--- BEGIN PASSAGE SHOWN ---
Winner: Dante’s Peak
Needlessly-Stupid Supporting Characters - What disaster movie would be complete without these laughably daffy dumbasses, a tradition dating back to Airport? We love ‘em. Such characters usually fall under four categories:
- One whose greed outweighs any potential danger, at least until disaster strikes. Then they’re mostly concerned with saving their own ass.
- One who exists to perpetually poo-poo any potential solution by our hero.
- One who has an insanely-misguided idea of what’s truly important at the time of the disaster.
- One who refuses to believe there’s even a problem, despite ominous, overwhelming evidence that a catastrophe is immanent.
- The greedy chopper pilot who agrees to fly folks to safety if they’re willing to pay.
- The obnoxiously stubborn grandmother who refuses to believe her beloved mountain will kill her, even after the peak has exploded and shot billions of tons of earth into the sky, blotting out the sun. We’re supposed to feel sad when she dies, but because she’s been nothing but a pain-in-the-ass, I can’t imagine a single tear was ever shed for her.
- Pierce Brosnan’s boss, who spends most of the film telling him to stop being Chicken Little because it will cause a panic and ruin tourism.
- The phenomenally stupid white cop whose barely-contained racism has him more concerned with keeping a young black man in custody (guilty of voicing an opinion) than the relentless tide of lava rolling up Wilshire Blvd. Later, this cop finally releases his prisoner, who in-turn starts assisting the police in building a barricade to stop the lava. Afterwards, they give each other a final gaze of new-found respect. This laughably out-of-place message of racial tolerance - See…we can all get along if we try! - is presented with the subtlety of a sledgehammer.
--- END PASSAGE SHOWN ---
→ DIRECTIVE A
In the disaster-movie passage, what does Pierce Brosnan's boss keep telling him to stop being?
--- BEGIN ENTRIES SUPPLIED ---
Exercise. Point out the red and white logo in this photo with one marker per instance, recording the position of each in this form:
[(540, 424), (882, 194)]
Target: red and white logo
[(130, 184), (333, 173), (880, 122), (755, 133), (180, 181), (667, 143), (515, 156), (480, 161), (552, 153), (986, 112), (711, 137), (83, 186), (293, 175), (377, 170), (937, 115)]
--- END ENTRIES SUPPLIED ---
--- BEGIN ENTRIES SUPPLIED ---
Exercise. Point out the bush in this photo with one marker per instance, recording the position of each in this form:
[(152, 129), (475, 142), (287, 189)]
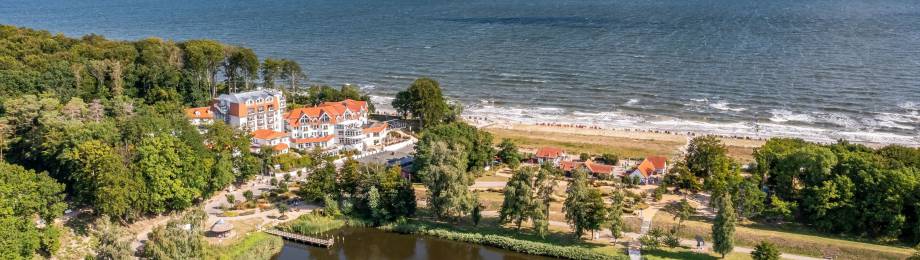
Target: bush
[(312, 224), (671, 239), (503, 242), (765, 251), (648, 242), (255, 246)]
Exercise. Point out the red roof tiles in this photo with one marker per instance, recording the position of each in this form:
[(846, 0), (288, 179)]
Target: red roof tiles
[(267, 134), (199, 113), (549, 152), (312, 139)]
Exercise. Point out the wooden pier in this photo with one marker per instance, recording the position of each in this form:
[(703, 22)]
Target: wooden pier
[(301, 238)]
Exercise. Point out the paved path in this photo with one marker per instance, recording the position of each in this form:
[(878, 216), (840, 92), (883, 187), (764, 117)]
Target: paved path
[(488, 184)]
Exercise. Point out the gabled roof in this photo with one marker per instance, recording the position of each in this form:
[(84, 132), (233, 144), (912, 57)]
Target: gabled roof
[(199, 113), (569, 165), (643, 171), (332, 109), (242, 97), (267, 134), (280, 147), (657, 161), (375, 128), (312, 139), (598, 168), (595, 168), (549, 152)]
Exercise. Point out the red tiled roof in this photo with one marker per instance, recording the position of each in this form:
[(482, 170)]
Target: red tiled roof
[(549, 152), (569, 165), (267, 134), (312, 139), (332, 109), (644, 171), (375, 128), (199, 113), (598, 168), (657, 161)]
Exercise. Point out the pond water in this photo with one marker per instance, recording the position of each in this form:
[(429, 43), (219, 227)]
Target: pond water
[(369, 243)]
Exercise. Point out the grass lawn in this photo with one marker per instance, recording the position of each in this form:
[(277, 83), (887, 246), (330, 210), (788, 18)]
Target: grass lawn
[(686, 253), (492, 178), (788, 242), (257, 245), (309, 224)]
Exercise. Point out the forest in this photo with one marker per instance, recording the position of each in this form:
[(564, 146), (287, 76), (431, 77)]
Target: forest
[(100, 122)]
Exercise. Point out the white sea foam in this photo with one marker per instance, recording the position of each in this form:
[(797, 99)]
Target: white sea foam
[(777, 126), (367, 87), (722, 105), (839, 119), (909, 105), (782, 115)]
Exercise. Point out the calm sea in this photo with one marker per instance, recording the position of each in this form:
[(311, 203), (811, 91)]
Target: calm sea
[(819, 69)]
--- END ENTRIES SUPPLIED ---
→ DIRECTIVE B
Recast the part of the entries that opens with the line containing "Exercise. Point out the grass" and closes with the line containing "105), (782, 115)]" as a JSON list of strings, one string per line, with blank lines left out.

→ CORRECT OUTPUT A
Chicken Little.

→ CORRECT OUTPUT B
[
  "Exercise. Point out the grass lawn in this photo with one marker per instance, recording the position of each in this form:",
  "[(277, 83), (887, 246), (330, 210), (788, 18)]",
  "Target: grass lawn",
  "[(686, 253), (492, 178), (788, 242), (257, 245), (309, 224)]",
  "Exercise. Point out the forest in this photo with one marker per instance, recording the position of each in this form:",
  "[(564, 146), (287, 76), (431, 77)]",
  "Target: forest",
  "[(100, 122)]",
  "Exercise. Point out the white sea foam in this photo with one marker per instance, recording the position of each in this form:",
  "[(797, 99)]",
  "Target: white sea foam",
  "[(777, 126), (367, 87), (722, 105), (839, 119), (909, 105), (782, 115)]"
]